━━━ Exercise materials ━━━

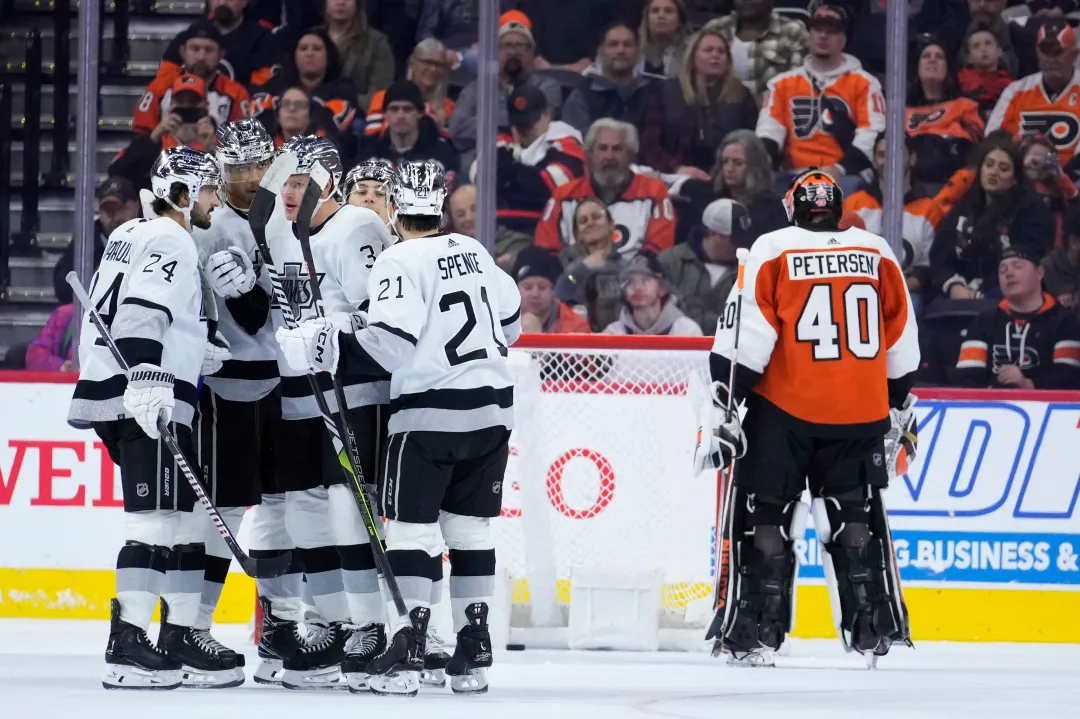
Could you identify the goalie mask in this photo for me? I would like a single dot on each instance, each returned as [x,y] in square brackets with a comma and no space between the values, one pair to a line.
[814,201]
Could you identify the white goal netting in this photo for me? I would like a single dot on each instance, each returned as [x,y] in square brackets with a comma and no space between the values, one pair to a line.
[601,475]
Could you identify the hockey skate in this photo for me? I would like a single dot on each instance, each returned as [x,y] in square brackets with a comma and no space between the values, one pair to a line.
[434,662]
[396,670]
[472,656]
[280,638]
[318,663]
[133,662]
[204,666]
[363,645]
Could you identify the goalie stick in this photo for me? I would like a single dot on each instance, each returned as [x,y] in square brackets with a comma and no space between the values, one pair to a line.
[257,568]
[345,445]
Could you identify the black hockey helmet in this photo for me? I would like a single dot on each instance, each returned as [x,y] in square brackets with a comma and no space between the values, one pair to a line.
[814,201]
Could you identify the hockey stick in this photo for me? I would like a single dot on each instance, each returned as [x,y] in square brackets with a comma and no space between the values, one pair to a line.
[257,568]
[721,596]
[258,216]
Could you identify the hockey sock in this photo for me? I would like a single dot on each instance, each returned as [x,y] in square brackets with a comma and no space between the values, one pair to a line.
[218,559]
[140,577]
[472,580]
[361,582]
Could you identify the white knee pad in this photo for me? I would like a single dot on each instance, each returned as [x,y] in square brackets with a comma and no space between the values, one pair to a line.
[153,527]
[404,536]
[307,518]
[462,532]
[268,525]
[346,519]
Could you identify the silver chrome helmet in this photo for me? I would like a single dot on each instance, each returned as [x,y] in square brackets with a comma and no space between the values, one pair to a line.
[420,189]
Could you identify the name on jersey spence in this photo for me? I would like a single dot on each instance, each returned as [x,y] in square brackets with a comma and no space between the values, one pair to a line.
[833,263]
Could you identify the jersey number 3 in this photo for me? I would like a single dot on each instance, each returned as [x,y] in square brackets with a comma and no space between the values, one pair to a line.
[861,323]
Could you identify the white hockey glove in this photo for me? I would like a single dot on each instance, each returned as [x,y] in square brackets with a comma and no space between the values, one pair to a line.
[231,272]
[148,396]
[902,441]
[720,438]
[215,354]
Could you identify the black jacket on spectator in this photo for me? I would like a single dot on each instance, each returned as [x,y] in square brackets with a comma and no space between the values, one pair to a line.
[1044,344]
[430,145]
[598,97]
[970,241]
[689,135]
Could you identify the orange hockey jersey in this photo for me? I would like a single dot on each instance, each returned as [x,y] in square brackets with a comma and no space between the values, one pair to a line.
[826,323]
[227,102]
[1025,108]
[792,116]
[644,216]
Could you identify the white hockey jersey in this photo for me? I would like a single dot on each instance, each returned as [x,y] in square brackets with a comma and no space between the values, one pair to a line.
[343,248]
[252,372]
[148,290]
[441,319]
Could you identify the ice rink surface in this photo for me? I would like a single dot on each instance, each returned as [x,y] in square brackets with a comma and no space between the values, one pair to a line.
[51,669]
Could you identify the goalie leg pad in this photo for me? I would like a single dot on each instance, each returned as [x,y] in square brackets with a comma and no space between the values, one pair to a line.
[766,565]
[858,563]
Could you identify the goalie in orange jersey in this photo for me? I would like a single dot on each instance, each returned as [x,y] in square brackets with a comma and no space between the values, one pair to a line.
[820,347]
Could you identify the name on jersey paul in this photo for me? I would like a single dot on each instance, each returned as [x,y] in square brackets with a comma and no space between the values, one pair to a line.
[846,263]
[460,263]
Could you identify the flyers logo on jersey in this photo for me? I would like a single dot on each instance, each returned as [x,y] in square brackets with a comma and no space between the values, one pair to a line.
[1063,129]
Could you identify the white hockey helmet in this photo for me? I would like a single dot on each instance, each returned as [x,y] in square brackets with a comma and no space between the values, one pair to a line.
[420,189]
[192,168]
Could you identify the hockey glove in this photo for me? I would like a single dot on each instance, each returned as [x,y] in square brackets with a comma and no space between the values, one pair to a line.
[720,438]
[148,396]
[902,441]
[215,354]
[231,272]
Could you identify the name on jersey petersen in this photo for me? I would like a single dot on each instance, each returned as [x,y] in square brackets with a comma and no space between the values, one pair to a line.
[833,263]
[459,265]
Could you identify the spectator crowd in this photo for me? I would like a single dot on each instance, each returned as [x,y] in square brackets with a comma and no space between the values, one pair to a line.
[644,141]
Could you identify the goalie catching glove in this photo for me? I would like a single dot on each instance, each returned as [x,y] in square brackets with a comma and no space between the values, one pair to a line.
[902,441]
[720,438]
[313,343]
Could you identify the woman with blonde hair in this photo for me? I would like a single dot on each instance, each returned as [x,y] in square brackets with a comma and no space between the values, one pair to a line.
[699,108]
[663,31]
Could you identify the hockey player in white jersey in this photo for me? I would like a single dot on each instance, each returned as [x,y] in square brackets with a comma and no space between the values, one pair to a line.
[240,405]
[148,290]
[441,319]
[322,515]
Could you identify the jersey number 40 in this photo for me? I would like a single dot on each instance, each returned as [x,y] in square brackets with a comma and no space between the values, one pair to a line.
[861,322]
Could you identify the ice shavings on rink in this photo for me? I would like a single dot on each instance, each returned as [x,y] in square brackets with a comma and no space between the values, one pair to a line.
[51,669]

━━━
━━━ Exercise materials ━━━

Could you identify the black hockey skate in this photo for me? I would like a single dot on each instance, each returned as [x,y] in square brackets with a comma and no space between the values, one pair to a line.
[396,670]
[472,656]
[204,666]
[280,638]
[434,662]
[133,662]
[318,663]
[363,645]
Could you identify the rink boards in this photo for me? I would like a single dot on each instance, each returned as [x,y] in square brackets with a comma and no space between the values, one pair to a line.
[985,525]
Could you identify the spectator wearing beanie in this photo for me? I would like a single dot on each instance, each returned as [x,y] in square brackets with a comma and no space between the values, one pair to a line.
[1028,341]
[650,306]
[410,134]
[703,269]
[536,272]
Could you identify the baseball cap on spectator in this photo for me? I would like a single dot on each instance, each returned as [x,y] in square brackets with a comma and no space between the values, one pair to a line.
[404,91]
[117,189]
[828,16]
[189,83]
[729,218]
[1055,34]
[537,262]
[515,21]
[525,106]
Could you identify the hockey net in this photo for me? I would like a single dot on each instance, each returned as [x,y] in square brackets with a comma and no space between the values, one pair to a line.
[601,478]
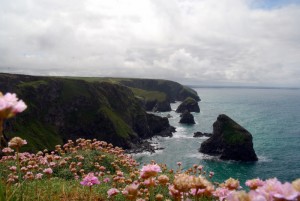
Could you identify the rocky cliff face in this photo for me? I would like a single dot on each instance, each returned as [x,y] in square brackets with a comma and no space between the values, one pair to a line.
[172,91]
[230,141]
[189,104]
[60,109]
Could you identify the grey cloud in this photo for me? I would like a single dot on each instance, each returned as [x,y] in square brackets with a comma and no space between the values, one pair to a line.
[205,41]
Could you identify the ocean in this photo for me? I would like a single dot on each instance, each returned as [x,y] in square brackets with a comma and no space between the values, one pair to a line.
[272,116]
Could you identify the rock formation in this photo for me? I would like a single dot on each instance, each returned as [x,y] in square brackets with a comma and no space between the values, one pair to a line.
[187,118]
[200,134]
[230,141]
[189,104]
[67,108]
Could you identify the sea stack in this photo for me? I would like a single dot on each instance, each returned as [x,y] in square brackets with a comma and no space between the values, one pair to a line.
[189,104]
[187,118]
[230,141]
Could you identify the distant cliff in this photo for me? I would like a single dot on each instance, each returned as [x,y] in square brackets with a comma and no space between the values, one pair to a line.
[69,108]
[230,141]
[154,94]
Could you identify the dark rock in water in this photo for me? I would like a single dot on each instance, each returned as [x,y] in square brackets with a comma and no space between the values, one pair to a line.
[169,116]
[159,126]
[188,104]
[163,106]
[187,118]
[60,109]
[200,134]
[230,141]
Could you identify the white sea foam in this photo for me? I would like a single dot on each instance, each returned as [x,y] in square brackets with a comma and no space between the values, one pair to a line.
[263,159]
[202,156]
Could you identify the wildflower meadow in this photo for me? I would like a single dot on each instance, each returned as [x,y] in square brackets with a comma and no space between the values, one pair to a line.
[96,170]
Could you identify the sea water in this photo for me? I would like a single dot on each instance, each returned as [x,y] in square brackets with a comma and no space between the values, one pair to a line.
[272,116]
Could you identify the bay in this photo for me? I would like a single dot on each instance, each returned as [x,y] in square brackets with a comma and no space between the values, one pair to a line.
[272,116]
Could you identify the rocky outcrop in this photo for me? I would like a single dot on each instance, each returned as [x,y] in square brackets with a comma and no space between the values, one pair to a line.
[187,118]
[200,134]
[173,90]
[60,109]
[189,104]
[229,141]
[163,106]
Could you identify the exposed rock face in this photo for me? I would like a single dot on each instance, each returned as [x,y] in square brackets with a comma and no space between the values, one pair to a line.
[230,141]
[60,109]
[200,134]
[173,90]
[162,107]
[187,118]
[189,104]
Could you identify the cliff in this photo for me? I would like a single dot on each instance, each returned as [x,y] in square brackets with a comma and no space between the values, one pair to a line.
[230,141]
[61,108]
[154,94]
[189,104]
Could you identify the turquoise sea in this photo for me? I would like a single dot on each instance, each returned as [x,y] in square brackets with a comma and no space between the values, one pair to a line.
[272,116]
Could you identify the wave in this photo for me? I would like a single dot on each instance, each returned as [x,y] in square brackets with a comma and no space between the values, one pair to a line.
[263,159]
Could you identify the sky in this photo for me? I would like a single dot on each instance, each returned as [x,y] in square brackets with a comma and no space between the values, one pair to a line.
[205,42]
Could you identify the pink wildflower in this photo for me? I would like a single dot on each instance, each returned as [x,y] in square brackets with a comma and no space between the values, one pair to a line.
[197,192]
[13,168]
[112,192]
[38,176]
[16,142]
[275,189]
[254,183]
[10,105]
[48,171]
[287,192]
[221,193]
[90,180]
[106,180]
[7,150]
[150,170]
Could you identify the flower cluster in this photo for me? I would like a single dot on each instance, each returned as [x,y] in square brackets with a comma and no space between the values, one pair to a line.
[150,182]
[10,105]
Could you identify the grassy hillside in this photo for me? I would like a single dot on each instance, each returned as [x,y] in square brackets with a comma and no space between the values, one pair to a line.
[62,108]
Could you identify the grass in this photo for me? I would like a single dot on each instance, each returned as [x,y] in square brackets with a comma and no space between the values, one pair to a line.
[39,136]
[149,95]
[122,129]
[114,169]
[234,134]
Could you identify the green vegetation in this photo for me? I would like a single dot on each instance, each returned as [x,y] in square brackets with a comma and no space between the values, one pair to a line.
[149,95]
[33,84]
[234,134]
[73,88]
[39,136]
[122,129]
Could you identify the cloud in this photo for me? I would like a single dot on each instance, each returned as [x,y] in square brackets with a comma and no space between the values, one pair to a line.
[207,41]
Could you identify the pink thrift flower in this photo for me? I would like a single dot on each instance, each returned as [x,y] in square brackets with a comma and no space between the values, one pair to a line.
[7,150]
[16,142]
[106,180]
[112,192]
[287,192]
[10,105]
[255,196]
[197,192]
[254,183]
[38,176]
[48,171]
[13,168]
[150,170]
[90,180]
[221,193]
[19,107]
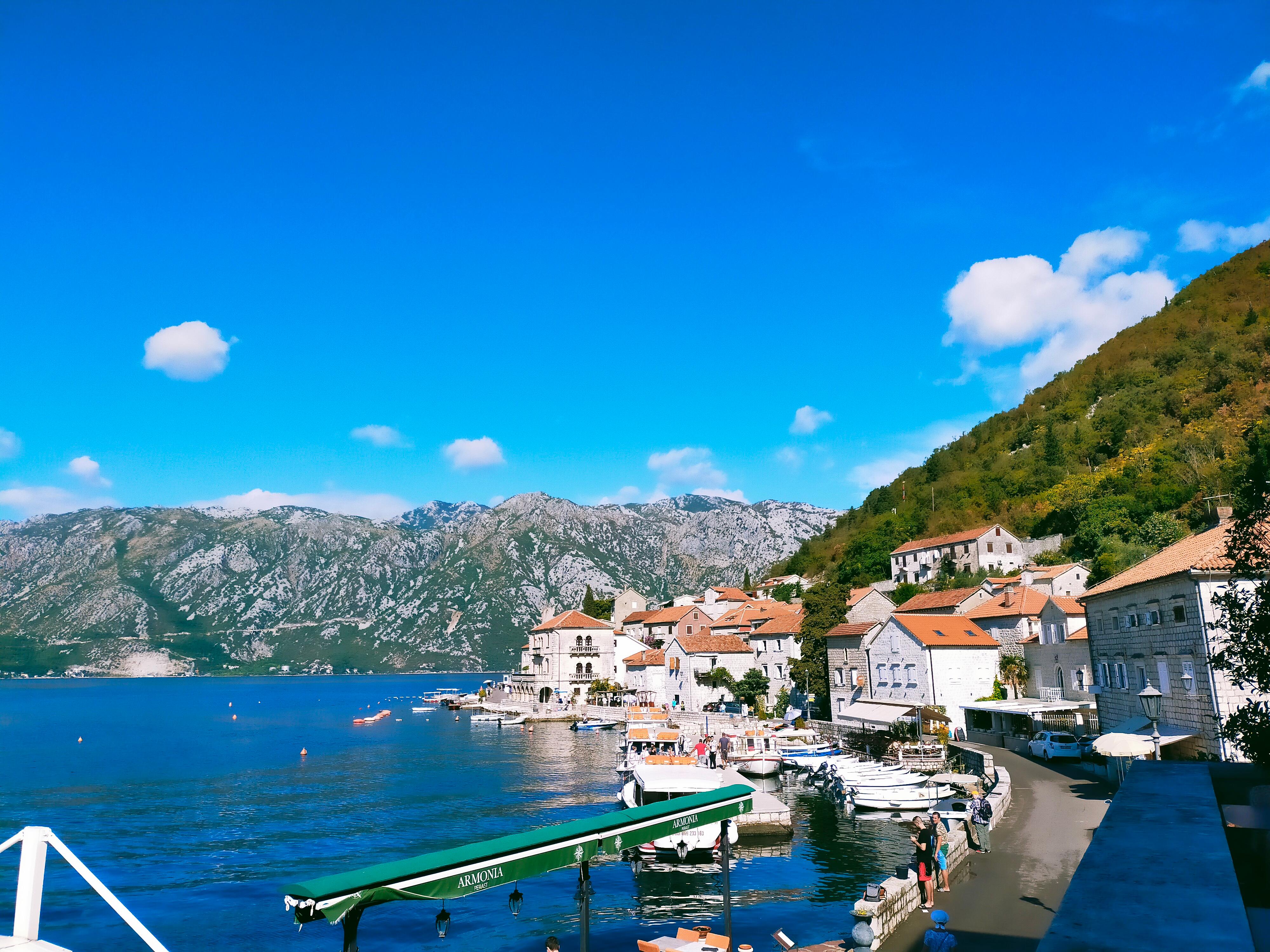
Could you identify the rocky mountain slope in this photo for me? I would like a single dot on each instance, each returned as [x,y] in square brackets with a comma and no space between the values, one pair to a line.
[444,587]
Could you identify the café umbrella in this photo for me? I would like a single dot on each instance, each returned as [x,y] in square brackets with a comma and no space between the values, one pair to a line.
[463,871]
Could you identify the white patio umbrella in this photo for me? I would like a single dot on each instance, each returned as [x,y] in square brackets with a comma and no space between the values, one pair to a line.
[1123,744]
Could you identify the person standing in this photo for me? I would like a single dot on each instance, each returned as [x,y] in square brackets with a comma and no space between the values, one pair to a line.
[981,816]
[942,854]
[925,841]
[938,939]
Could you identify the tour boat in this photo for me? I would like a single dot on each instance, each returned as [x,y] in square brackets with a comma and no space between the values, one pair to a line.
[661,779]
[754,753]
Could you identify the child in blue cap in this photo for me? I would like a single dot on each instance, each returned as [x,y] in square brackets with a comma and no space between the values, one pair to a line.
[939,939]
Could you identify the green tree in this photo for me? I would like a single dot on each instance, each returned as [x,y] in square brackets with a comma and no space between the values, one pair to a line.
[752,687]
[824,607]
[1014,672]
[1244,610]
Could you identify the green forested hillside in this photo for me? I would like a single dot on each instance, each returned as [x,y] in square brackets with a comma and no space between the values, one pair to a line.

━━━
━━━ Exercise materials ━━━

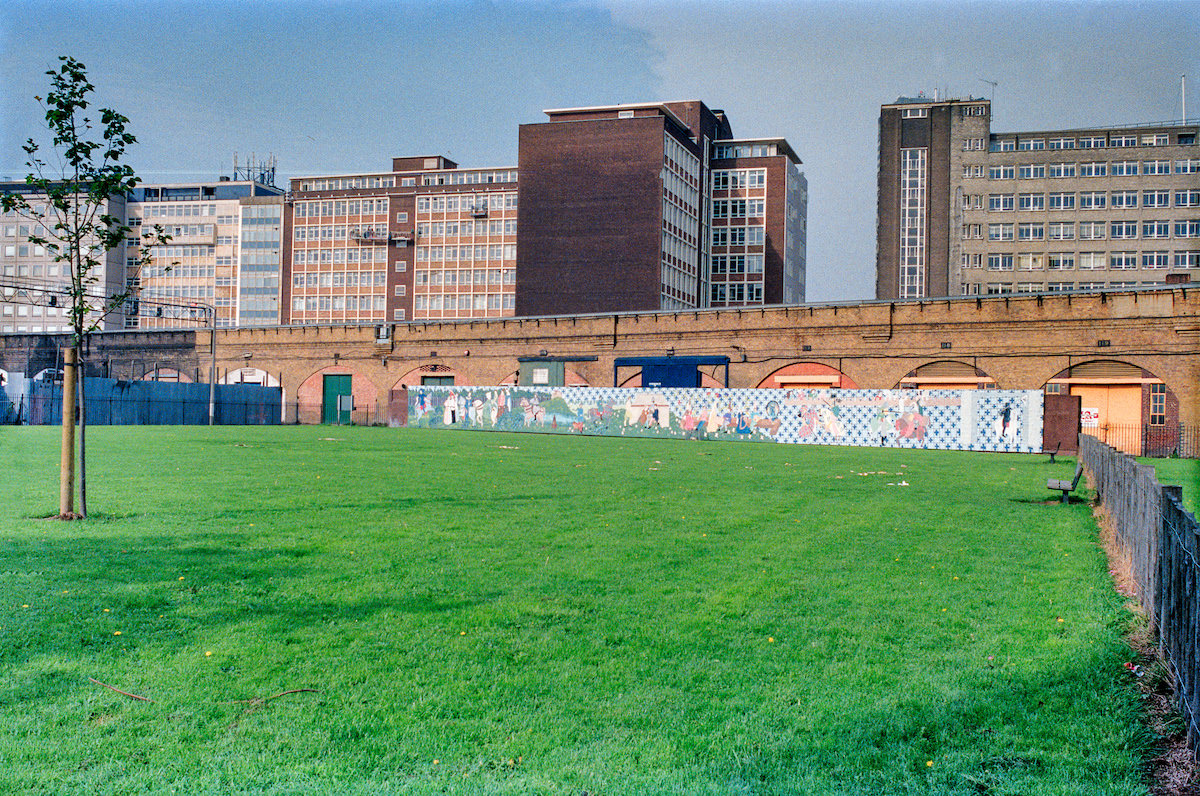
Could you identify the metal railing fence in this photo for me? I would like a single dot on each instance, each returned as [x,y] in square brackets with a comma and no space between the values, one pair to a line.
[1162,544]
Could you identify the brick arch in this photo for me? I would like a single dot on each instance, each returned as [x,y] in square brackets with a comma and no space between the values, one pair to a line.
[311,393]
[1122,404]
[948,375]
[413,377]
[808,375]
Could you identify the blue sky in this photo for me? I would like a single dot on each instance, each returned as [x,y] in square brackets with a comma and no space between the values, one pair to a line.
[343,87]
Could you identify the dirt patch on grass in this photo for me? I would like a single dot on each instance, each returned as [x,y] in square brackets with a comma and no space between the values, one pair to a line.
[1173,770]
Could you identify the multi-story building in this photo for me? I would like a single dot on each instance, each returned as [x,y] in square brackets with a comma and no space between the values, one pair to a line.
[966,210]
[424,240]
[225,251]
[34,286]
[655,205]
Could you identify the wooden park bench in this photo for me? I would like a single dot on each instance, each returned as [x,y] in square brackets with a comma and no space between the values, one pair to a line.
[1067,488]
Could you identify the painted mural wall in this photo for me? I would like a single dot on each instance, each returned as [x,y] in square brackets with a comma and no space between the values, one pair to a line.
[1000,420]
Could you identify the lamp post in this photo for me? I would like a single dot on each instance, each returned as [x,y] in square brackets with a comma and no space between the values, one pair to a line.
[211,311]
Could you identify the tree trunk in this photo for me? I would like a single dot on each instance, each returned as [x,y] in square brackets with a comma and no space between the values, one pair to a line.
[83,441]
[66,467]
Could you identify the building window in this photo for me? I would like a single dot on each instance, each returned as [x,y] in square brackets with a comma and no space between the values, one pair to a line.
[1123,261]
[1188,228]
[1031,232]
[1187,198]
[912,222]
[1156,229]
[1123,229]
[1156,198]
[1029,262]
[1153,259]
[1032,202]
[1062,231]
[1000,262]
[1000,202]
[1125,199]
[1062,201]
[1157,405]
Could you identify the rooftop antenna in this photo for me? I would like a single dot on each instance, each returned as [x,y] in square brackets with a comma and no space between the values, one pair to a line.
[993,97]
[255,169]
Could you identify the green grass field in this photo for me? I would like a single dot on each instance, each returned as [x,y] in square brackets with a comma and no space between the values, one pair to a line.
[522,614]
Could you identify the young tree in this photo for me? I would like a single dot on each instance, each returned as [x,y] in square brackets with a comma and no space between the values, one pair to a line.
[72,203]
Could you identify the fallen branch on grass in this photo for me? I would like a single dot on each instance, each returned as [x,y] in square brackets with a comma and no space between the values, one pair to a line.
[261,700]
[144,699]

━━━

**Exercise instructions:**
In the data above, find the line that contains "Could you identify the tour" and the line that contains "Could you identify the green forested". Repeat exactly those lines and every line between them, and only those.

**Reply:**
Could you identify the tour boat in this photo for me? I would like a single dot on each instance, each returned as [x,y] in square brackets with a comma and no space between the values, one pair to a line.
[661,779]
[754,753]
Could you identify the child in blue cap in this photo for me? I would like a single dot on each instance, each returned as [x,y] in square brackets with a comma and no space between the values, one pair to a line.
[939,939]
Could you identify the green tree in this photo for me? I would like a single dot on each instance, each returned as [x,y] in square brackets with a comma and no space between the values, one pair to a line.
[752,687]
[824,607]
[1014,672]
[1244,610]
Could you identify the green forested hillside in this photo for me? I would like a single dot on each instance, each returned as [x,y] in square brackets with a comma and no space between the values, one pair to a line.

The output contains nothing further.